■ Requirements: Write out, word for word, the lines from the one containing "In the photo above, where can the green leaf" through the one containing "column 222, row 147", including both.

■ Entries supplied:
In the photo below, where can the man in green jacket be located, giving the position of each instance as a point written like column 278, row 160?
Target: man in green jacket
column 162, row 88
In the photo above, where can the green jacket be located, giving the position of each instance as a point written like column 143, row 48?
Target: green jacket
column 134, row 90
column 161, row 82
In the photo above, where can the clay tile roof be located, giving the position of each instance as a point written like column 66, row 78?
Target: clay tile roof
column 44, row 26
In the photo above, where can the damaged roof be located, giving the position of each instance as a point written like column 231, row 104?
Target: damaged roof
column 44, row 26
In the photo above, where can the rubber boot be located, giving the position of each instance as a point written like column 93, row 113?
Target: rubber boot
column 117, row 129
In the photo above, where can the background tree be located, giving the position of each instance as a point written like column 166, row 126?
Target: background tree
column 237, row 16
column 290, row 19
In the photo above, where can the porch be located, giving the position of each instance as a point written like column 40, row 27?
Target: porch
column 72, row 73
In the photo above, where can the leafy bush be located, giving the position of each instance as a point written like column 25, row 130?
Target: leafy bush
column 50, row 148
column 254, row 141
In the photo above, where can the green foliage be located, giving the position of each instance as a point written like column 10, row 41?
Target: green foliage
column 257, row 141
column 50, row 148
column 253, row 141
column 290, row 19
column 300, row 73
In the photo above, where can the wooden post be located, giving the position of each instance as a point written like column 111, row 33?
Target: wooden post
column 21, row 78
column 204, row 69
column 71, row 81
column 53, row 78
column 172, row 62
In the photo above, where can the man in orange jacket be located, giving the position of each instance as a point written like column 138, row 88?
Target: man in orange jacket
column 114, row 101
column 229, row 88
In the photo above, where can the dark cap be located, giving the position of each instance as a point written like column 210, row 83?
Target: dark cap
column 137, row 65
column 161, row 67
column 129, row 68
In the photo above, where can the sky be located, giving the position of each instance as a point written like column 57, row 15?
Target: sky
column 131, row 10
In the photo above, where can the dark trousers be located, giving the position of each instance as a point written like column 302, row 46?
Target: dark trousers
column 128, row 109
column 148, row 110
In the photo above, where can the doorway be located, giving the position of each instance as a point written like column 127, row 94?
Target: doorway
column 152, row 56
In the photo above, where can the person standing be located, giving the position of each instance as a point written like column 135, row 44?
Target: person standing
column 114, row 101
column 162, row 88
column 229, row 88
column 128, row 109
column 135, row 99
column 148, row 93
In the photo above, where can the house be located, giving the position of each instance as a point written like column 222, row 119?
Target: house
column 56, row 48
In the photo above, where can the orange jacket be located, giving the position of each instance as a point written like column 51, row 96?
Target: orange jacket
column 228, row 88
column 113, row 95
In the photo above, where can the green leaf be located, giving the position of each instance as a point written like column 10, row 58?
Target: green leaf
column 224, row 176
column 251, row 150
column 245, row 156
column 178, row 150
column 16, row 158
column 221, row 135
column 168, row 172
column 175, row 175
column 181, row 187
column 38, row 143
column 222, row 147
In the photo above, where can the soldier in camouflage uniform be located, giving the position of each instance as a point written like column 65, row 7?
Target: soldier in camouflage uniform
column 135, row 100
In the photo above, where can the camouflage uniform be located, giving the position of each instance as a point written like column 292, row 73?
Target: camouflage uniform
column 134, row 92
---
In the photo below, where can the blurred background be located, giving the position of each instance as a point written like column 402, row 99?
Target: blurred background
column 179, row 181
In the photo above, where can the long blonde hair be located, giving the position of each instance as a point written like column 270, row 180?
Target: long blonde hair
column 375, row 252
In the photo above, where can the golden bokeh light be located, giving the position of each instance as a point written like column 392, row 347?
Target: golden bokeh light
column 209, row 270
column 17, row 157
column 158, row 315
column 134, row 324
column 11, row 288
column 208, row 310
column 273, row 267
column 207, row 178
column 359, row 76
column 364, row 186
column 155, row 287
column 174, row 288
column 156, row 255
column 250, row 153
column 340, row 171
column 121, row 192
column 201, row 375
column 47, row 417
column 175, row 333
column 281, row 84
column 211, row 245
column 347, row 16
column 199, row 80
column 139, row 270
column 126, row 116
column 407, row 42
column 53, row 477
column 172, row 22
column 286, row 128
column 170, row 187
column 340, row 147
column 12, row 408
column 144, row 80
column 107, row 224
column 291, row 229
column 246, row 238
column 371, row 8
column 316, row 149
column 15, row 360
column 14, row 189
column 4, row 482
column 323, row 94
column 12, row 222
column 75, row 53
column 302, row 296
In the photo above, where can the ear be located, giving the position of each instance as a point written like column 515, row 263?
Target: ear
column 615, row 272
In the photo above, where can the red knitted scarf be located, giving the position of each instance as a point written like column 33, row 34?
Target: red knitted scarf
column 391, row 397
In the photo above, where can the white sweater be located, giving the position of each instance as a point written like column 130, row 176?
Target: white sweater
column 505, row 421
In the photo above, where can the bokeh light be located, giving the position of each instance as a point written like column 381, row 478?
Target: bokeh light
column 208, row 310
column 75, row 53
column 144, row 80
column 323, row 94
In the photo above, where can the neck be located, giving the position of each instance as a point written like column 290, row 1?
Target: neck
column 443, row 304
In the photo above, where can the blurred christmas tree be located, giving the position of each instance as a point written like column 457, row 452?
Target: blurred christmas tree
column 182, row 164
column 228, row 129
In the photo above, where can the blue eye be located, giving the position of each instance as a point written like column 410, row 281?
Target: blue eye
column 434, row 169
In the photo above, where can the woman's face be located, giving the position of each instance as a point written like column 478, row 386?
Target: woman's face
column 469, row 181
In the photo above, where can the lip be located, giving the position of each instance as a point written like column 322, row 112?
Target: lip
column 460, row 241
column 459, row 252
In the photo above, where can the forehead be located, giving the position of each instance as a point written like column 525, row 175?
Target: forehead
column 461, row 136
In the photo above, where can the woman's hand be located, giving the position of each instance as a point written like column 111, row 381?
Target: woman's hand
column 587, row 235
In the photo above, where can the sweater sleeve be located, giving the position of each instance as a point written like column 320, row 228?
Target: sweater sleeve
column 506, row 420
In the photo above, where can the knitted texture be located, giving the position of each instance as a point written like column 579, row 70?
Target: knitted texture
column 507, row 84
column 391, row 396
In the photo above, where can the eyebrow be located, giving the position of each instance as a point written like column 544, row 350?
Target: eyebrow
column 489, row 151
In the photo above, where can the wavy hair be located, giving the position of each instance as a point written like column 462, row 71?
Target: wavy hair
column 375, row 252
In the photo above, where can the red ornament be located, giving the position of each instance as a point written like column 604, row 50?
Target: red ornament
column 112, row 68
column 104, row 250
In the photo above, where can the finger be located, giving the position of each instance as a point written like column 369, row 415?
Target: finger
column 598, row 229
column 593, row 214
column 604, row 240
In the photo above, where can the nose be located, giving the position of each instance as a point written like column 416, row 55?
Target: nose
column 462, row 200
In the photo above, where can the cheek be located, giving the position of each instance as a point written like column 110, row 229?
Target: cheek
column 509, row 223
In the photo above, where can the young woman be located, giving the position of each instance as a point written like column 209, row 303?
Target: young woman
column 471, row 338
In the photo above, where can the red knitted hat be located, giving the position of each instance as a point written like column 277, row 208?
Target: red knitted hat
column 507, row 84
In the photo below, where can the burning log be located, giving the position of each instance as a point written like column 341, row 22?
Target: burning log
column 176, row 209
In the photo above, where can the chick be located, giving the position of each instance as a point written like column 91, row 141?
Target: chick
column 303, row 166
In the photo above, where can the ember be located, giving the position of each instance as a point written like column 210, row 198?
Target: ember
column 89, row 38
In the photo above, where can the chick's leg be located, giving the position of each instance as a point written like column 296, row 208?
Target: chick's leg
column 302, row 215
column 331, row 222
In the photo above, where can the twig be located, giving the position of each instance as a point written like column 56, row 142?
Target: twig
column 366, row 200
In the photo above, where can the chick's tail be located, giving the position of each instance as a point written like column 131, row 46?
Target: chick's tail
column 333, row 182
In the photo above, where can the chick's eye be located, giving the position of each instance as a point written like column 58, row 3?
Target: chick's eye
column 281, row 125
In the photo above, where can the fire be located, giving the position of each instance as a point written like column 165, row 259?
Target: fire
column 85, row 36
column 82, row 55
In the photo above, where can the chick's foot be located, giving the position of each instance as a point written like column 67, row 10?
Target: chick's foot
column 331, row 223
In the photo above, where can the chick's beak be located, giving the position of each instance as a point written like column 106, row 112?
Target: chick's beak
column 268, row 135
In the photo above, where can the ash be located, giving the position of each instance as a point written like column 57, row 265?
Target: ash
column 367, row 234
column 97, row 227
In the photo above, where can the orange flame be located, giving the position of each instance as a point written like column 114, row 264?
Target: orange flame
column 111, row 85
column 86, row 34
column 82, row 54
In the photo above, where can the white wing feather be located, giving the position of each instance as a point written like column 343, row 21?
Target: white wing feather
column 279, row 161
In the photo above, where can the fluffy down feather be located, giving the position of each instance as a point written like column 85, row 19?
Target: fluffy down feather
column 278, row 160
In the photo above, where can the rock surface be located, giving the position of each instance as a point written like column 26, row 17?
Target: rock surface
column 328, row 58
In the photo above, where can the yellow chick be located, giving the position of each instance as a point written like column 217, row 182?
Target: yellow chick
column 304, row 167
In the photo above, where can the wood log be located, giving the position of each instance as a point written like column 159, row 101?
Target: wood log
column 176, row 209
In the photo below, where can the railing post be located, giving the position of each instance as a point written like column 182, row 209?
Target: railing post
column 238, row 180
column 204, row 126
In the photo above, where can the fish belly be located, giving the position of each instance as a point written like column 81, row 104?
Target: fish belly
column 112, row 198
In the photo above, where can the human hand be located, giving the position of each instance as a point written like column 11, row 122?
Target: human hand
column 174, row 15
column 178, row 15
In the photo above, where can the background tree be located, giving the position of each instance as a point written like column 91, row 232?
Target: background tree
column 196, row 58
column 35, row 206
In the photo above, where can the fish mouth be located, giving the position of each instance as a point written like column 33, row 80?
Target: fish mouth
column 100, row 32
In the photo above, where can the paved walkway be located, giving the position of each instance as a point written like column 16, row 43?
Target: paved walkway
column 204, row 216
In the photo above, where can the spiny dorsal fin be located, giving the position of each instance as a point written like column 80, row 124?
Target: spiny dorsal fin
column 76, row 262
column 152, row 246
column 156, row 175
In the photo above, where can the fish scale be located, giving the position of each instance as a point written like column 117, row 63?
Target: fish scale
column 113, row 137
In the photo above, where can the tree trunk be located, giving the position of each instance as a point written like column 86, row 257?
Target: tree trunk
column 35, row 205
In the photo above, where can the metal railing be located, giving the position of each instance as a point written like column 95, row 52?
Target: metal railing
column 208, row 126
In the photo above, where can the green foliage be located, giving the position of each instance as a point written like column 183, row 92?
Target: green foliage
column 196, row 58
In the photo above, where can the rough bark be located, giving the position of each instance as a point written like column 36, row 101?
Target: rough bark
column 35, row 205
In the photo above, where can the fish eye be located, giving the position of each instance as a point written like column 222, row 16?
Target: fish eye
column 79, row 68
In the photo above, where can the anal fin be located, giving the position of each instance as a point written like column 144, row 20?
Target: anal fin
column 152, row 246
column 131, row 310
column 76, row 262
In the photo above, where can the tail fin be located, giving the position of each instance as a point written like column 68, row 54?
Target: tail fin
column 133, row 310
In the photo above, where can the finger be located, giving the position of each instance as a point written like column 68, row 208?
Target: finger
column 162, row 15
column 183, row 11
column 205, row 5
---
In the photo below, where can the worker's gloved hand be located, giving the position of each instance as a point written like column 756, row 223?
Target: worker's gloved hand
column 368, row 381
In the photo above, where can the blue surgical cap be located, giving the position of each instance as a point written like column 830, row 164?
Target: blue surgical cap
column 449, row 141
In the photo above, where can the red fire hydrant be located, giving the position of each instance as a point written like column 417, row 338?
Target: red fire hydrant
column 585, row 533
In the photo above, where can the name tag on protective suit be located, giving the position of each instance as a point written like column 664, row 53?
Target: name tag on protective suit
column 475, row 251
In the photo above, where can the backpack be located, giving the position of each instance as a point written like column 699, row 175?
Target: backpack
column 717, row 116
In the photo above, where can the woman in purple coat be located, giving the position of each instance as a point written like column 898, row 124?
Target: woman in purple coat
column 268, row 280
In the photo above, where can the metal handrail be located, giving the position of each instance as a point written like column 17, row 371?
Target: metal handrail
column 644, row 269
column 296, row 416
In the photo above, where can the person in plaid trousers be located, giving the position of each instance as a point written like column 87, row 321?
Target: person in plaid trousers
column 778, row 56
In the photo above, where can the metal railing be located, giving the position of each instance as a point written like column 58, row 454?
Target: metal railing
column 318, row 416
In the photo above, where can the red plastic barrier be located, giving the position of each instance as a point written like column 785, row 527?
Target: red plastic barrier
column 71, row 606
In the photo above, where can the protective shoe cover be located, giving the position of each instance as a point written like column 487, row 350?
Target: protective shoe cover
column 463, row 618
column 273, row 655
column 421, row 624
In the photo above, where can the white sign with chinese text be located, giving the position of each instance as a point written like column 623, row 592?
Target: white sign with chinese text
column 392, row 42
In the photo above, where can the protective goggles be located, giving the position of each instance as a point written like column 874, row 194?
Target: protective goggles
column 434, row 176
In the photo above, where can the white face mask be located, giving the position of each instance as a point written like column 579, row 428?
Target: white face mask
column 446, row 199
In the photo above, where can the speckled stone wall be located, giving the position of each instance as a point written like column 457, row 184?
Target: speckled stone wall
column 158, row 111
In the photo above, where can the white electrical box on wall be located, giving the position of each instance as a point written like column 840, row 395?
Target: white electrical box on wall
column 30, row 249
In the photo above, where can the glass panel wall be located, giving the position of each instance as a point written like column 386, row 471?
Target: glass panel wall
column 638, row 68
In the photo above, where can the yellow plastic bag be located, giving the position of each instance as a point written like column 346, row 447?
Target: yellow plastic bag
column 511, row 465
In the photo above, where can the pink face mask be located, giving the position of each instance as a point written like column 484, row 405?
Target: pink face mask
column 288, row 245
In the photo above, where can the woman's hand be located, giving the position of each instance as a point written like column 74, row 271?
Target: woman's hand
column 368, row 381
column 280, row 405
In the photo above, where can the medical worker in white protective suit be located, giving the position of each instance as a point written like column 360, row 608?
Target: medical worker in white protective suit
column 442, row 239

■ Written solution:
In the photo above, where can the green leaf be located, giving the position of each instance as a point written like column 10, row 58?
Target: green leaf
column 224, row 176
column 251, row 150
column 245, row 156
column 178, row 150
column 16, row 158
column 221, row 135
column 168, row 172
column 175, row 175
column 181, row 187
column 38, row 143
column 222, row 147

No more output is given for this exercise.